_Work to do_
Render every line of the items below as a JSON list of strings, one string per line, omitting blank lines and leaving out the pictures.

_Records_
+++
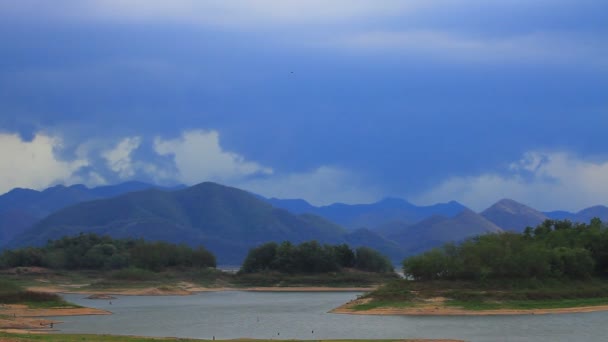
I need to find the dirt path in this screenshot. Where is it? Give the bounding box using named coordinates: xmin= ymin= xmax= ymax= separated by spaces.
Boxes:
xmin=330 ymin=297 xmax=608 ymax=316
xmin=0 ymin=304 xmax=111 ymax=332
xmin=27 ymin=282 xmax=376 ymax=296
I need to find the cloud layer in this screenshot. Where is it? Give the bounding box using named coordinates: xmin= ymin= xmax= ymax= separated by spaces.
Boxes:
xmin=417 ymin=151 xmax=608 ymax=211
xmin=0 ymin=0 xmax=608 ymax=208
+++
_Task solution_
[
  "I need to find the dirt path in this screenshot. Where is it? Give the bounding box using named coordinates: xmin= ymin= xmax= ymax= separated by spaces.",
  "Boxes:",
  "xmin=330 ymin=297 xmax=608 ymax=316",
  "xmin=0 ymin=304 xmax=111 ymax=332",
  "xmin=27 ymin=282 xmax=376 ymax=296",
  "I need to find the cloud layer in this screenshot. Where is it? Give the bounding box using named coordinates: xmin= ymin= xmax= ymax= separated by spaces.",
  "Boxes:",
  "xmin=417 ymin=151 xmax=608 ymax=211",
  "xmin=0 ymin=0 xmax=608 ymax=208"
]